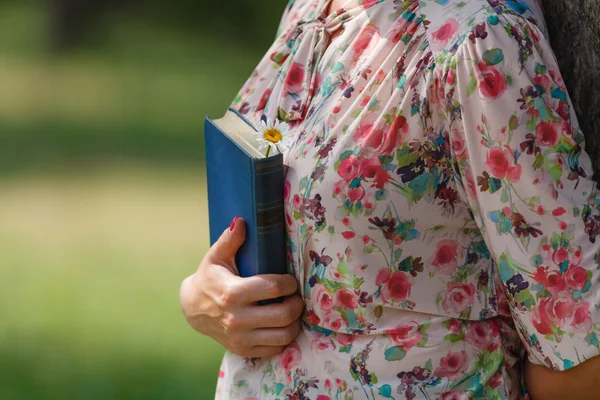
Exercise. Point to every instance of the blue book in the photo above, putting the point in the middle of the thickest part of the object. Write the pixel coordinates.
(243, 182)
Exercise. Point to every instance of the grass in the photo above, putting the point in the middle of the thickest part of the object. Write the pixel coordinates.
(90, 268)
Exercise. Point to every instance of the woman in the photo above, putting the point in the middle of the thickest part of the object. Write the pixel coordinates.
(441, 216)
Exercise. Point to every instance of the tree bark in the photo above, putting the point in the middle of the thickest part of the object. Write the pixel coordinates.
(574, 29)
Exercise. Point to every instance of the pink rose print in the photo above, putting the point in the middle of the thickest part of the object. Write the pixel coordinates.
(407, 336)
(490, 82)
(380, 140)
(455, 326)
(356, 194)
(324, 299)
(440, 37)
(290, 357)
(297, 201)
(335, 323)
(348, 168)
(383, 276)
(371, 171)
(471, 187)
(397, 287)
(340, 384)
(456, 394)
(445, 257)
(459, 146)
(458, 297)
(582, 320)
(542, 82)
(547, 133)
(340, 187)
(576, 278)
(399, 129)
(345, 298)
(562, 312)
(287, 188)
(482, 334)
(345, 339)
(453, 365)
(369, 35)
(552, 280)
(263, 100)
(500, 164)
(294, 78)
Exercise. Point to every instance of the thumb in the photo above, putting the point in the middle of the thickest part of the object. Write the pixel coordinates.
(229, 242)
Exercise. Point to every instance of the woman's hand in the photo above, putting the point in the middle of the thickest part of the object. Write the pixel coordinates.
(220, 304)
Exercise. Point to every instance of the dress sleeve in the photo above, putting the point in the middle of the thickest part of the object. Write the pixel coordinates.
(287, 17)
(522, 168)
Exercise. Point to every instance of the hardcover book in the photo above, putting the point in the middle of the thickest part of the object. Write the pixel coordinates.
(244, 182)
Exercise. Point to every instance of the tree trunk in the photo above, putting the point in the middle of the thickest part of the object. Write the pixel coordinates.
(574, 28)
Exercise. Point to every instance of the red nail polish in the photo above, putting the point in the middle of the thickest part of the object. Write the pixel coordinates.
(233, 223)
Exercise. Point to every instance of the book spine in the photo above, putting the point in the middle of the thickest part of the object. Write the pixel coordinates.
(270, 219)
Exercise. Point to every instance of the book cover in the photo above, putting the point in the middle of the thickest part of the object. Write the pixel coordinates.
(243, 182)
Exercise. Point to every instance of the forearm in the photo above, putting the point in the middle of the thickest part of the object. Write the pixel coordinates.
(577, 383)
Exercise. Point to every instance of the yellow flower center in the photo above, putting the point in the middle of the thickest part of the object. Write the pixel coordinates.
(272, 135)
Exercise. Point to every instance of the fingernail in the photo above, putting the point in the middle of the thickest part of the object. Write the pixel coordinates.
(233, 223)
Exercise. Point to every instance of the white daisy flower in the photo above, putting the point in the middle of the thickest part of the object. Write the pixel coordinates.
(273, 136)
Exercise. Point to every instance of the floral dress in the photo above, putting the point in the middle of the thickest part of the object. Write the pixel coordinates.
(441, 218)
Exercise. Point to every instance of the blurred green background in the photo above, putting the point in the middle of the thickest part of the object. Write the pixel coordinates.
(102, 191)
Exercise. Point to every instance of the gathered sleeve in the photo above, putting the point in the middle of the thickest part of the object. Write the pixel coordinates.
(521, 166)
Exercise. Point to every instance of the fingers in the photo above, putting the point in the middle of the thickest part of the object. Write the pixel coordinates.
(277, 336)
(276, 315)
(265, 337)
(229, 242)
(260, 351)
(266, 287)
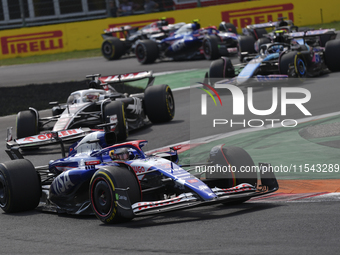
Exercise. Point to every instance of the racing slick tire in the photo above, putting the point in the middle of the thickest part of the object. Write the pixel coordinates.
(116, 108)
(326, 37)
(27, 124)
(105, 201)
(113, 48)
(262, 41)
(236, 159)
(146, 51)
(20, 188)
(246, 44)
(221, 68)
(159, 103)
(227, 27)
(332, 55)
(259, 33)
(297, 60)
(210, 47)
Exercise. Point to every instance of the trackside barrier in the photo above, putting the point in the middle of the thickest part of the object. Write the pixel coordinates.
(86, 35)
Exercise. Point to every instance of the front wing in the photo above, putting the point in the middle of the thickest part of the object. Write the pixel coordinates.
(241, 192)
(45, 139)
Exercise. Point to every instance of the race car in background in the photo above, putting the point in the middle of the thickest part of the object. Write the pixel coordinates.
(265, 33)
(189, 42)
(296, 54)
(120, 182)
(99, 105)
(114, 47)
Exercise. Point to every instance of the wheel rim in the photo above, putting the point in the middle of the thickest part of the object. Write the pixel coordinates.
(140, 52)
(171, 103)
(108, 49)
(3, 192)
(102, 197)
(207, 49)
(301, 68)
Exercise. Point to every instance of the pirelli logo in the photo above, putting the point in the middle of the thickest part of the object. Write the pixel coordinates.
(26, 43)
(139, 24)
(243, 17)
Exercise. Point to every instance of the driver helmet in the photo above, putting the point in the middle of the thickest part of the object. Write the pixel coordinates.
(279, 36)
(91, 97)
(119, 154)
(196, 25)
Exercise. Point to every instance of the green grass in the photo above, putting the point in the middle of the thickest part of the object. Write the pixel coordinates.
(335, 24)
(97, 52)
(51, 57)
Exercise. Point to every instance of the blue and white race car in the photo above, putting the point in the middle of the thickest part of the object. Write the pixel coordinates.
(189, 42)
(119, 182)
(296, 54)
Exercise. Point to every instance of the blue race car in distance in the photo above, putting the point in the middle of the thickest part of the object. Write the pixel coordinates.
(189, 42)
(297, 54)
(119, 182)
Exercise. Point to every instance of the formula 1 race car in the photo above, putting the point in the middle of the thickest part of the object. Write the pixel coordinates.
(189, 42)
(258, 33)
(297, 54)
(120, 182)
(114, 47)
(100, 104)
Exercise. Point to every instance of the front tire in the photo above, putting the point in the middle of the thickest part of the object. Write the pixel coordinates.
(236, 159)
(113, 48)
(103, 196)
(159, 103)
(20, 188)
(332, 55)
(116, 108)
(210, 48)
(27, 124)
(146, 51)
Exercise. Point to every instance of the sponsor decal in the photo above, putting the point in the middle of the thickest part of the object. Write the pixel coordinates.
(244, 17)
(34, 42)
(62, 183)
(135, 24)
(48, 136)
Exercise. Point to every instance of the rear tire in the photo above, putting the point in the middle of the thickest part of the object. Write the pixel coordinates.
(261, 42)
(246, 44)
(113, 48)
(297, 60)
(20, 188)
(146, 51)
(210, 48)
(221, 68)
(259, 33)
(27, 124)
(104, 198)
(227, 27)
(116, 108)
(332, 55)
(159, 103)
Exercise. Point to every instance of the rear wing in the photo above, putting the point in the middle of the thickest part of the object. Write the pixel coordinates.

※

» Your task:
Would you copy out exactly the lines from the one holding "Exercise. Point to every instance of the rear tire" through the end of the entries above, both ends included?

» Solution to this exercise:
Exercise. Point to every instance of the rear tire in the photo above, putting the point in the middle of the thickest part of the object. Write the pixel coordinates.
(261, 42)
(246, 44)
(113, 48)
(297, 60)
(20, 188)
(146, 51)
(210, 48)
(221, 68)
(259, 33)
(27, 124)
(104, 198)
(227, 27)
(116, 108)
(332, 55)
(159, 103)
Exercise. Point to every instance of the rear wing in the photo above, putting the point in the middle of the thickest part of the object. Write the pixel coordinates.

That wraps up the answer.